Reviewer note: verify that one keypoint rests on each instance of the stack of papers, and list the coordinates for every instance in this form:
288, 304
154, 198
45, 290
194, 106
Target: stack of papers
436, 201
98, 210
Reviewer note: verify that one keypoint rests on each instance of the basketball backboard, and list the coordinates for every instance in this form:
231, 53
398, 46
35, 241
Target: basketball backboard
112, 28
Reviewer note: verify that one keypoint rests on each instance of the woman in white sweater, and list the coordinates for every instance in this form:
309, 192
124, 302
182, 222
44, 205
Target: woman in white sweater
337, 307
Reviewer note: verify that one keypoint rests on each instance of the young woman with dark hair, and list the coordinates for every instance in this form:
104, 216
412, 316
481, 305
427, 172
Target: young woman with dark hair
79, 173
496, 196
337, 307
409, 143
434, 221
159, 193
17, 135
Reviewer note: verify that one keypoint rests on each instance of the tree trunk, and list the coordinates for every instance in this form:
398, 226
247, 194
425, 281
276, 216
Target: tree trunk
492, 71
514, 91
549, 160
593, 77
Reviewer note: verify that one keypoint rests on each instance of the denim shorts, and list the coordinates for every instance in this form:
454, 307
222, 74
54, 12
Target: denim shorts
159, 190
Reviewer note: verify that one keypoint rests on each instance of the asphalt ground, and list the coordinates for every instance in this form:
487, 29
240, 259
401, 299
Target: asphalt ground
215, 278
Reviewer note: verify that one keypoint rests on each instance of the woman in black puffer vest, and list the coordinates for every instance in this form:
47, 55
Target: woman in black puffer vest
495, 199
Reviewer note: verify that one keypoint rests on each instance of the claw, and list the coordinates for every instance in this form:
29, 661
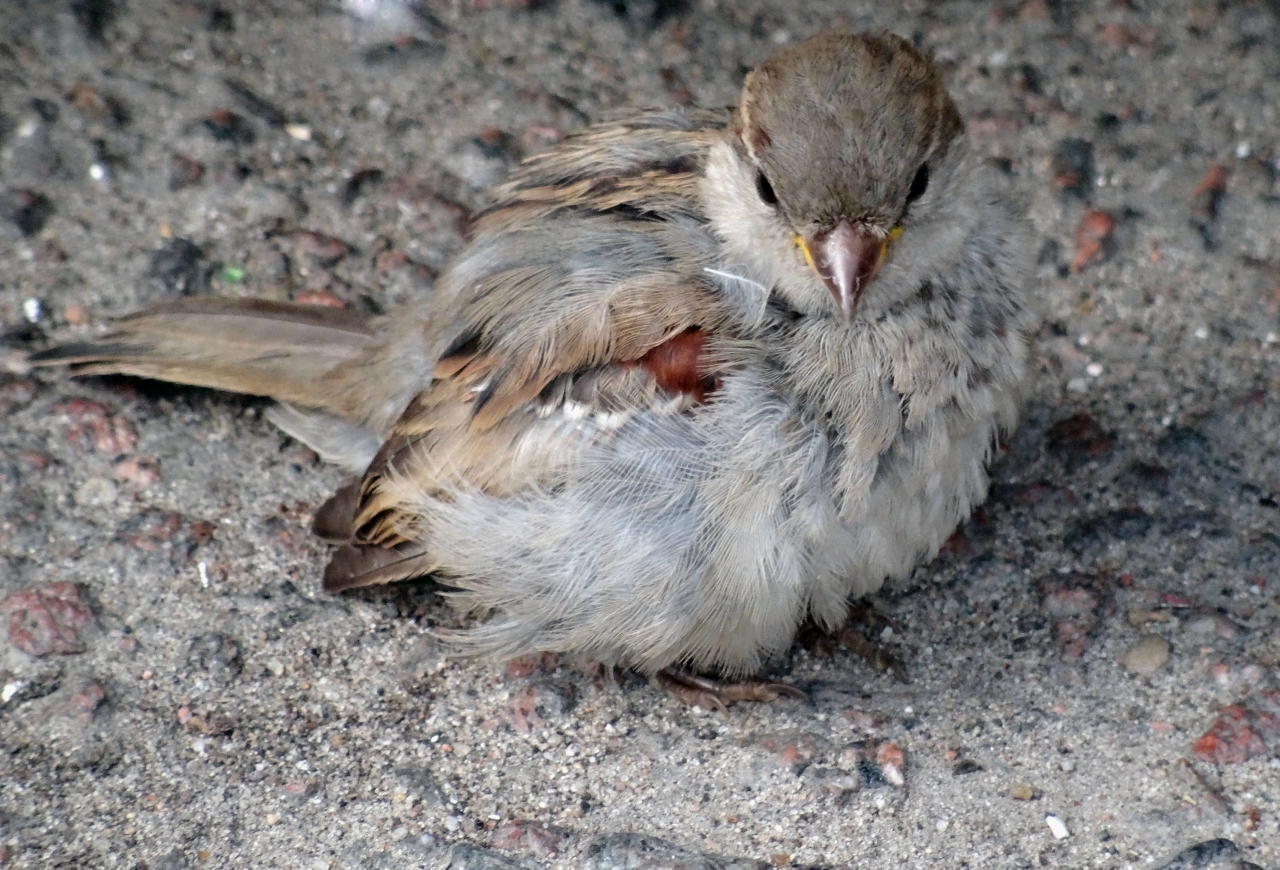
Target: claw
712, 694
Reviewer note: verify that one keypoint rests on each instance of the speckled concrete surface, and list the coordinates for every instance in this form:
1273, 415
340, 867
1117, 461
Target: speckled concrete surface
1114, 601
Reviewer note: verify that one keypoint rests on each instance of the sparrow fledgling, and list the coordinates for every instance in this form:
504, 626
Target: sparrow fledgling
698, 376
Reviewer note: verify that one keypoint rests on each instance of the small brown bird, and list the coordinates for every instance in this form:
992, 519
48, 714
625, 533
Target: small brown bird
698, 378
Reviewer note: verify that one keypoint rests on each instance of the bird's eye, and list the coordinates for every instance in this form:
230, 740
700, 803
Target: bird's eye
766, 189
919, 184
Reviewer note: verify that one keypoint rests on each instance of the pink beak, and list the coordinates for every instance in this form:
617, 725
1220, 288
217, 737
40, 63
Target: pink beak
846, 259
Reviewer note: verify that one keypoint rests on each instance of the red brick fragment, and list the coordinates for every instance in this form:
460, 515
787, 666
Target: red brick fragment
1207, 195
528, 837
48, 619
1092, 237
1242, 731
94, 427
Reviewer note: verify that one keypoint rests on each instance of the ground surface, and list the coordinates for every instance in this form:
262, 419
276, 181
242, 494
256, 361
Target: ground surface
188, 695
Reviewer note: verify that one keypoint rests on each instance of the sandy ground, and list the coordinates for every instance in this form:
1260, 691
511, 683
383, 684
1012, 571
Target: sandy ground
1098, 644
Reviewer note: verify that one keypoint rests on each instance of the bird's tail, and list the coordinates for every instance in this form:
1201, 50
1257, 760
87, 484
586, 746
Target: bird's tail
257, 347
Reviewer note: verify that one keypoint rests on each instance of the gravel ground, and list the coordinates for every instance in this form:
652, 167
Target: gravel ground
1095, 656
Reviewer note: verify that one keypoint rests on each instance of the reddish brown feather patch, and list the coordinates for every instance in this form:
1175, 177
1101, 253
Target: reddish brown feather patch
679, 365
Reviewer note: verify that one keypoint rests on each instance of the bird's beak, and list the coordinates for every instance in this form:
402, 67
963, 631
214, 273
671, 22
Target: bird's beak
846, 259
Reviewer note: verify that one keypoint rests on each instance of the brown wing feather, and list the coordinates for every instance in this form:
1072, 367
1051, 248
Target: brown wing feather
535, 326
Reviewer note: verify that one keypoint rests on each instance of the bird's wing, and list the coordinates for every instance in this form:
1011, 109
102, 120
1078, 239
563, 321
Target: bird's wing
580, 301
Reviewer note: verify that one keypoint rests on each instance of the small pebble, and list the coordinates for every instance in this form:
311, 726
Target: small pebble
1146, 655
1022, 792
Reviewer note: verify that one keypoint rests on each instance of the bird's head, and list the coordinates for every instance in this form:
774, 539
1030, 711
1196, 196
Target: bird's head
844, 136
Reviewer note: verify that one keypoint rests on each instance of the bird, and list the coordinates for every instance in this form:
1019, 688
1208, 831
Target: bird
700, 376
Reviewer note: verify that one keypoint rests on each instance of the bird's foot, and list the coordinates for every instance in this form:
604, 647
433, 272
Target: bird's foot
712, 694
860, 616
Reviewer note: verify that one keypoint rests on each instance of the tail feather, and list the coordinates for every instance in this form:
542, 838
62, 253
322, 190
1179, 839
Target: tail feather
257, 347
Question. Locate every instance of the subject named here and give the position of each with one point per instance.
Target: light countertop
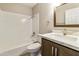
(62, 40)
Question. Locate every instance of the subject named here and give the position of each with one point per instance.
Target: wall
(45, 17)
(16, 7)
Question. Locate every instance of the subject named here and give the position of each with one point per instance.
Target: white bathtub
(13, 50)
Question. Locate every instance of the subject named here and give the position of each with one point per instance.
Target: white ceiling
(29, 4)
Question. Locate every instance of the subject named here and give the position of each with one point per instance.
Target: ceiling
(29, 4)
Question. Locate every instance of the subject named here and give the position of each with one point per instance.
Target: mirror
(67, 15)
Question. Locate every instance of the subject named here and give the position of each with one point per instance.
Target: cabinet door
(46, 47)
(64, 51)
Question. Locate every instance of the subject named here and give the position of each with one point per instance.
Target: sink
(71, 38)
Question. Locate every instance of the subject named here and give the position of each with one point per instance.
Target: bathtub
(14, 50)
(15, 33)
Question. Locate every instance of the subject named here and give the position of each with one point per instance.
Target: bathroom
(20, 26)
(34, 29)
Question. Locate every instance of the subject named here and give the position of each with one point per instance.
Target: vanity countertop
(62, 40)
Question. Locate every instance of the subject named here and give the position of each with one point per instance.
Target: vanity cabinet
(50, 48)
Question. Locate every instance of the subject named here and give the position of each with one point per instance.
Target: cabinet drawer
(64, 51)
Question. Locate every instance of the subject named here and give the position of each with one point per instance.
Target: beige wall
(45, 14)
(18, 8)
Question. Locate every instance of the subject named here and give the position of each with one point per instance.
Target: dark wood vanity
(50, 48)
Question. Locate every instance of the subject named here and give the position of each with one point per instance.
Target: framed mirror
(67, 15)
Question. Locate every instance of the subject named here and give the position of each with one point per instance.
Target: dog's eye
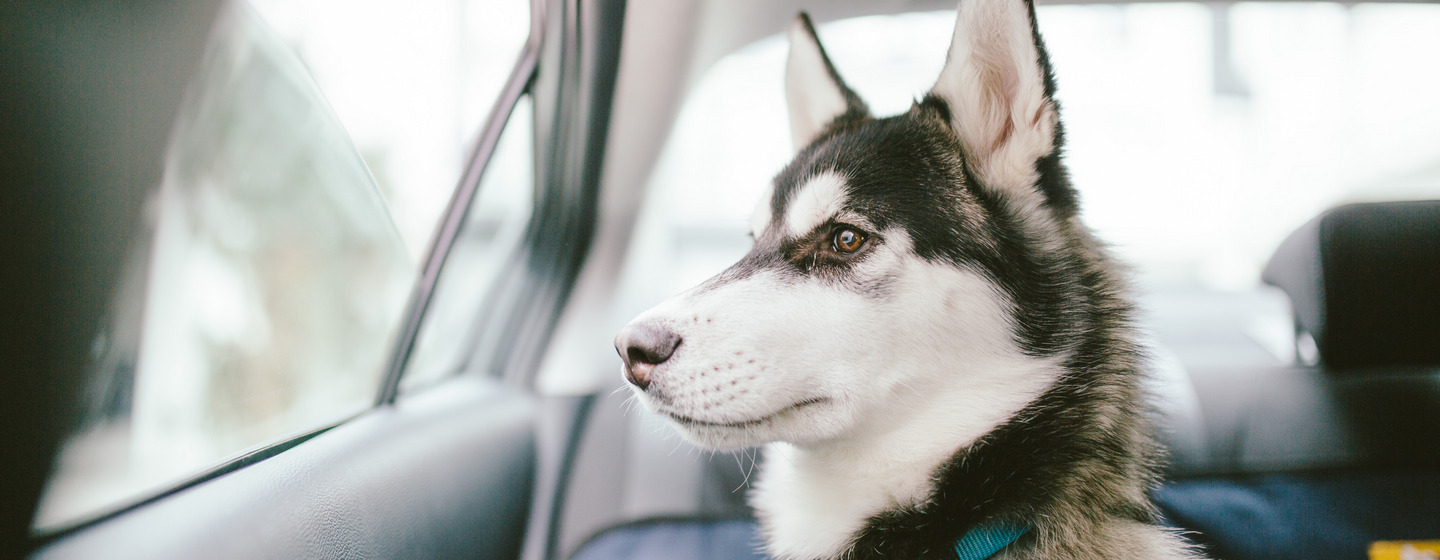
(847, 241)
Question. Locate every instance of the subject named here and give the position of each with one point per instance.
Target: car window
(261, 298)
(411, 81)
(491, 231)
(1198, 137)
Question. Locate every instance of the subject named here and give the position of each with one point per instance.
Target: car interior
(226, 336)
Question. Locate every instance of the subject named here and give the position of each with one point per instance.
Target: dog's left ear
(814, 91)
(994, 84)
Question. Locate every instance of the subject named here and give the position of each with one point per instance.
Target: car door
(441, 446)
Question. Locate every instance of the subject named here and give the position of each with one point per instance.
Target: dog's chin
(797, 423)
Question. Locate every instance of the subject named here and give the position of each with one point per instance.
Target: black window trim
(452, 219)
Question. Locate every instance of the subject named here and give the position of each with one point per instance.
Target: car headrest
(1365, 282)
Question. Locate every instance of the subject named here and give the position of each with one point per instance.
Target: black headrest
(1365, 282)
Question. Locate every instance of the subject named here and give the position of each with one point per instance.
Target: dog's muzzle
(642, 347)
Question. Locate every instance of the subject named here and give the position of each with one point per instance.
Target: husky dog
(935, 346)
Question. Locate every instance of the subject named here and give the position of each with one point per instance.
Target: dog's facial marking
(815, 202)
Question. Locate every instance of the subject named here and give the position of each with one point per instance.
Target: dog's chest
(812, 507)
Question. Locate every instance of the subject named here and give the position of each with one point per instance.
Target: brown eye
(847, 241)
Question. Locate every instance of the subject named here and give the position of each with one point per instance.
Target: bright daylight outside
(261, 300)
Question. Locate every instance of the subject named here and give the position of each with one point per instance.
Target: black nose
(642, 347)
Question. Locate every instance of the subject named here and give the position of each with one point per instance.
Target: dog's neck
(815, 498)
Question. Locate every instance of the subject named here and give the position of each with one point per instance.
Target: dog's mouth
(693, 422)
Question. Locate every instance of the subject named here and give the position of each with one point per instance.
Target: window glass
(491, 231)
(411, 81)
(259, 304)
(1198, 136)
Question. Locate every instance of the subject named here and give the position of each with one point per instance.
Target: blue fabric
(677, 540)
(985, 540)
(1296, 516)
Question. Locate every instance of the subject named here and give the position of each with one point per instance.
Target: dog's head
(894, 262)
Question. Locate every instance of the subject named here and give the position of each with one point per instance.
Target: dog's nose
(642, 347)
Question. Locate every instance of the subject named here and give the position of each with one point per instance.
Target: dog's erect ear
(815, 94)
(994, 84)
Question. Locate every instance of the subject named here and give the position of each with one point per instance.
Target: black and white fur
(972, 362)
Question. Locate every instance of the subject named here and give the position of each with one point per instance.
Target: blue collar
(985, 540)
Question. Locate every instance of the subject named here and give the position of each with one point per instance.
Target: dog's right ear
(815, 94)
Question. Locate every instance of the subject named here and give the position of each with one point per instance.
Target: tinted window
(259, 303)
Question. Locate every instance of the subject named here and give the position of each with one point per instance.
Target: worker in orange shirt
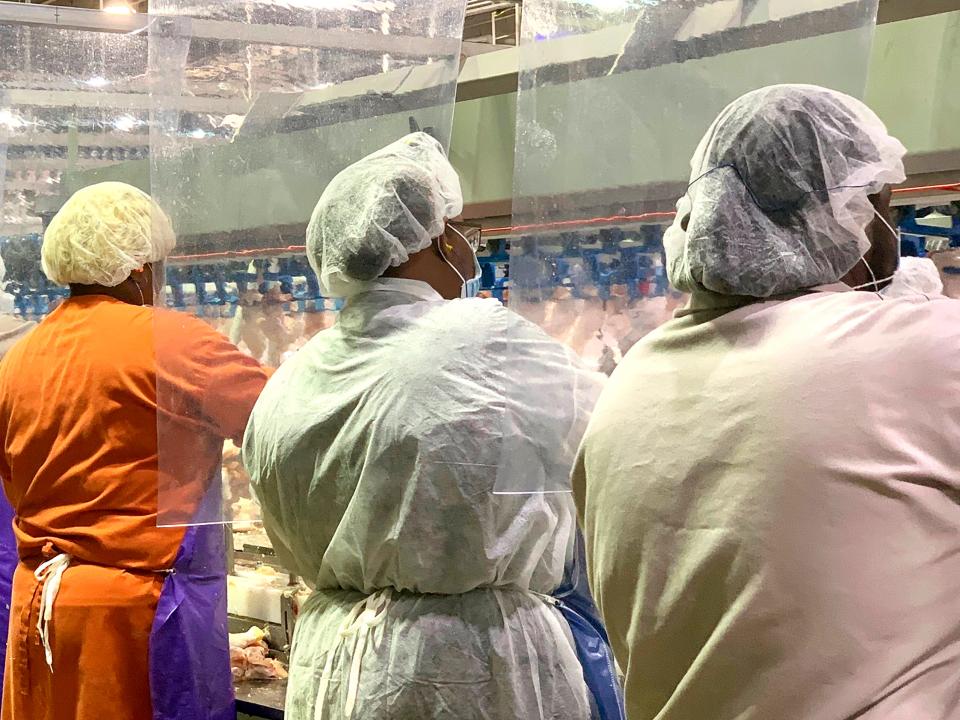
(112, 615)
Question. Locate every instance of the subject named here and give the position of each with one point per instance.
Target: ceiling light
(117, 7)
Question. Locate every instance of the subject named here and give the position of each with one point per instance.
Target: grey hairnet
(916, 276)
(381, 210)
(779, 193)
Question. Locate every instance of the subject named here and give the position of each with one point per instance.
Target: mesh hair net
(103, 233)
(381, 210)
(916, 276)
(779, 193)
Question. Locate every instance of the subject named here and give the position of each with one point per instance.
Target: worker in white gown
(376, 452)
(770, 482)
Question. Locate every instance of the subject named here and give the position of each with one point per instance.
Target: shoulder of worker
(178, 328)
(926, 329)
(12, 331)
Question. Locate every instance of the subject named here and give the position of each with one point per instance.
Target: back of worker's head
(381, 210)
(780, 193)
(104, 233)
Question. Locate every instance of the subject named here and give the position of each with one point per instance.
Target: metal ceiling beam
(70, 18)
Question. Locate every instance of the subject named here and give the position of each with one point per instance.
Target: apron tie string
(49, 574)
(363, 617)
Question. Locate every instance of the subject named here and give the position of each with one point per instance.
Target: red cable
(954, 187)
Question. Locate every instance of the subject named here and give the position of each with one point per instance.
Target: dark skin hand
(135, 290)
(429, 266)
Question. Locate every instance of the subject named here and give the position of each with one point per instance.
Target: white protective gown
(374, 452)
(771, 500)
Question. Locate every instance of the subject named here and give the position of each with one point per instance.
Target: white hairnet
(779, 193)
(381, 210)
(103, 233)
(916, 276)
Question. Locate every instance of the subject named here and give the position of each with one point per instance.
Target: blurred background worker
(915, 276)
(104, 601)
(771, 481)
(12, 329)
(376, 451)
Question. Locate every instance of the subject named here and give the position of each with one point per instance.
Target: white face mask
(875, 283)
(471, 287)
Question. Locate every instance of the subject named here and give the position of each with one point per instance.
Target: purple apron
(8, 563)
(189, 645)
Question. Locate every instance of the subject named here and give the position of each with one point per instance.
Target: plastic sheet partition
(257, 106)
(73, 111)
(613, 100)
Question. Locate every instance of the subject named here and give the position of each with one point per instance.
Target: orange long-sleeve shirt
(80, 464)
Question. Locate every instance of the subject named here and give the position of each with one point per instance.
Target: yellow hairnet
(103, 233)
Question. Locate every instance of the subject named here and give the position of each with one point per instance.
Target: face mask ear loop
(450, 264)
(874, 282)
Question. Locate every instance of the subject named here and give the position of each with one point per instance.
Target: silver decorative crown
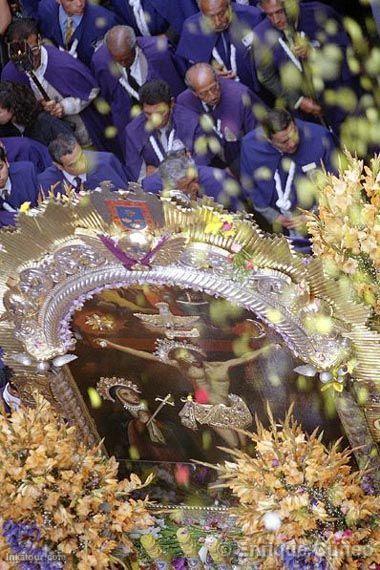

CHALLENGE. List every line in the entries that contains the word "mirror", copying each of those lines in full. Match the case of the word.

EXERCISE SOLUTION.
Target: mirror
Target: framed mirror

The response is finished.